╭──

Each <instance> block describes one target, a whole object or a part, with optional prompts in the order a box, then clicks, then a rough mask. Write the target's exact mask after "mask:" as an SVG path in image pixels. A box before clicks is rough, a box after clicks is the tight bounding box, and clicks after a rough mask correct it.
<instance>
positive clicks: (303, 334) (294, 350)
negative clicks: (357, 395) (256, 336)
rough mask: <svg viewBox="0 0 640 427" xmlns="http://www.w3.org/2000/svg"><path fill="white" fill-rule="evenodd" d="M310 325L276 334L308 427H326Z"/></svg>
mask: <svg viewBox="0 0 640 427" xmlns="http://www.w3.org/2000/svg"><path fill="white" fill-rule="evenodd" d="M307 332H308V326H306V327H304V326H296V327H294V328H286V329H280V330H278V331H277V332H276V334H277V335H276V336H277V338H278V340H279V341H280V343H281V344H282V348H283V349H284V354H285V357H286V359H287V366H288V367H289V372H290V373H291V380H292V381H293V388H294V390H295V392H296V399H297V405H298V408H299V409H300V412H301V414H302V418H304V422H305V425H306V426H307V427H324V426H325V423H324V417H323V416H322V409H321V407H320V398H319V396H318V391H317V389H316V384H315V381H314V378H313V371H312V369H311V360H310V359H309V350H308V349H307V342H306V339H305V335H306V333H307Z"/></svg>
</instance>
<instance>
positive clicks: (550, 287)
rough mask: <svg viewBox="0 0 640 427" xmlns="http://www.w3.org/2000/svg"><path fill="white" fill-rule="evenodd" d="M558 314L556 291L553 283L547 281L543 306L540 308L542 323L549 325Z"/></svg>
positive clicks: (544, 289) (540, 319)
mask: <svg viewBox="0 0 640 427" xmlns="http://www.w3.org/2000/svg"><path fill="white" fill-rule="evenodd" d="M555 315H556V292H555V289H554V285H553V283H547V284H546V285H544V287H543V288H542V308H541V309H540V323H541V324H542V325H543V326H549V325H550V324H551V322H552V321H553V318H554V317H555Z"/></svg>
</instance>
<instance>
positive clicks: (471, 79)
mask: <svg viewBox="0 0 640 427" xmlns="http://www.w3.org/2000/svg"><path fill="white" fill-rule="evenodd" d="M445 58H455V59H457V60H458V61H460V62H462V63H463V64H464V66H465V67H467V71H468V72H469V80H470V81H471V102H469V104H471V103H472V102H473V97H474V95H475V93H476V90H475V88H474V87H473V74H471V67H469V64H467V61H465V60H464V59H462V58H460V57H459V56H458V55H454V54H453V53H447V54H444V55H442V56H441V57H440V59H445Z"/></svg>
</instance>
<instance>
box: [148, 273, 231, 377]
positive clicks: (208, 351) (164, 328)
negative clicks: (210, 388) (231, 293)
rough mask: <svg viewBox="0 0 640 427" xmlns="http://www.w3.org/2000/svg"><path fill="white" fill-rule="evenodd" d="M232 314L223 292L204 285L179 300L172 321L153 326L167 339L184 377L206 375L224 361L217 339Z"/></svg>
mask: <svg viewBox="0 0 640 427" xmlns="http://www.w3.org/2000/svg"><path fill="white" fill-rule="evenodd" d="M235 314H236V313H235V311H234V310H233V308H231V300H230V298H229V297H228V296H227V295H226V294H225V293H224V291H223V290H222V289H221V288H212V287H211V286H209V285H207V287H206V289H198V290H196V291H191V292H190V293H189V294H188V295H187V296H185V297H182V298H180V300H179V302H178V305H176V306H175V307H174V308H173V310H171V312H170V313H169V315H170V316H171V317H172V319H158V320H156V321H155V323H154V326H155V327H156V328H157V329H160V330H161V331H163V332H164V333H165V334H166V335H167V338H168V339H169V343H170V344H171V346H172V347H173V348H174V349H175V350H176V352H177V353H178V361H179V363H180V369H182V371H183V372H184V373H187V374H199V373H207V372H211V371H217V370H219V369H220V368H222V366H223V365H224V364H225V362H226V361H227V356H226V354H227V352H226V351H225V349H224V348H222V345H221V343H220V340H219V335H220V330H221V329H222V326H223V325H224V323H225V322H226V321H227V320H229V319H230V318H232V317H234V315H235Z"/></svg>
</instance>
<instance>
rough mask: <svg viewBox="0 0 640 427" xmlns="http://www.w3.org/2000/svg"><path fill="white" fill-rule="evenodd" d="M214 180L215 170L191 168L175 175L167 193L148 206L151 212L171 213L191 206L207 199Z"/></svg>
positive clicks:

╰──

▸ **YOUR OBJECTIVE**
Would you copy out all of the entries exactly?

▸ **RESULT**
Each <instance> block describes one target, a whole object or a part, with optional prompts in the order a box, then clicks, then a rough mask. Write the target's exact mask after "mask:" as an SVG path in image pixels. A box before clicks is rough, a box after clicks is the tight bounding box, and clicks after a rough mask correct it.
<instance>
positive clicks: (303, 334) (294, 350)
negative clicks: (357, 395) (256, 336)
rough mask: <svg viewBox="0 0 640 427" xmlns="http://www.w3.org/2000/svg"><path fill="white" fill-rule="evenodd" d="M310 325L276 334L308 427H326Z"/></svg>
mask: <svg viewBox="0 0 640 427" xmlns="http://www.w3.org/2000/svg"><path fill="white" fill-rule="evenodd" d="M307 332H308V326H306V327H304V326H296V327H294V328H286V329H280V330H278V331H277V332H276V334H277V335H276V336H277V338H278V340H279V341H280V343H281V344H282V348H283V349H284V354H285V357H286V359H287V366H288V367H289V372H290V373H291V380H292V381H293V388H294V390H295V392H296V399H297V405H298V408H299V409H300V412H301V414H302V418H304V422H305V425H306V426H307V427H324V426H325V423H324V417H323V416H322V409H321V407H320V398H319V396H318V391H317V389H316V384H315V381H314V378H313V371H312V369H311V360H310V359H309V350H308V349H307V342H306V339H305V335H306V333H307Z"/></svg>
</instance>
<instance>
positive clicks: (550, 287)
rough mask: <svg viewBox="0 0 640 427" xmlns="http://www.w3.org/2000/svg"><path fill="white" fill-rule="evenodd" d="M558 314L556 291L553 283L547 281L543 306L540 308L542 323L549 325Z"/></svg>
positive clicks: (544, 289) (540, 319)
mask: <svg viewBox="0 0 640 427" xmlns="http://www.w3.org/2000/svg"><path fill="white" fill-rule="evenodd" d="M555 315H556V292H555V289H554V285H553V283H547V284H546V285H544V287H543V288H542V308H541V309H540V323H541V324H542V325H543V326H549V325H550V324H551V322H552V321H553V318H554V317H555Z"/></svg>
</instance>
<instance>
positive clicks: (471, 79)
mask: <svg viewBox="0 0 640 427" xmlns="http://www.w3.org/2000/svg"><path fill="white" fill-rule="evenodd" d="M445 58H455V59H457V60H458V61H460V62H462V63H463V64H464V66H465V67H467V71H468V72H469V80H470V81H471V102H469V104H471V103H472V102H473V97H474V95H475V93H476V90H475V88H474V87H473V74H471V67H469V64H467V61H465V60H464V59H462V58H460V57H459V56H458V55H454V54H453V53H447V54H444V55H442V56H441V57H440V59H445Z"/></svg>
</instance>
<instance>
box: [148, 273, 231, 377]
positive clicks: (208, 351) (164, 328)
negative clicks: (210, 388) (231, 293)
rough mask: <svg viewBox="0 0 640 427" xmlns="http://www.w3.org/2000/svg"><path fill="white" fill-rule="evenodd" d="M232 314L223 292L204 285L179 300L172 321L153 326L167 339L184 377L206 375L224 361L217 339Z"/></svg>
mask: <svg viewBox="0 0 640 427" xmlns="http://www.w3.org/2000/svg"><path fill="white" fill-rule="evenodd" d="M235 314H236V313H235V311H234V310H233V308H231V300H230V298H229V297H228V296H227V295H226V294H225V293H224V291H223V290H222V289H221V288H212V287H211V286H209V285H207V287H206V289H198V290H196V291H191V292H190V293H189V294H188V295H187V296H185V297H182V298H180V300H179V302H178V305H176V306H175V307H174V308H173V310H171V312H170V313H169V315H170V316H171V317H172V319H158V320H156V321H155V323H154V326H155V327H156V328H157V329H160V330H161V331H163V332H164V333H165V334H166V335H167V338H168V339H169V343H170V344H171V346H172V347H173V348H174V349H175V350H176V352H177V353H178V361H179V363H180V369H182V371H183V372H184V373H187V374H199V373H207V372H211V371H217V370H219V369H220V368H222V366H223V365H224V364H225V362H226V361H227V356H226V354H227V352H226V351H225V349H224V348H222V345H221V343H220V340H219V335H220V330H221V329H222V326H223V325H224V323H225V322H226V321H227V320H229V319H230V318H232V317H234V315H235Z"/></svg>
</instance>
<instance>
rough mask: <svg viewBox="0 0 640 427" xmlns="http://www.w3.org/2000/svg"><path fill="white" fill-rule="evenodd" d="M214 180L215 170L191 168L175 175L167 193L148 206L151 212L171 213L191 206L207 199Z"/></svg>
positive clicks:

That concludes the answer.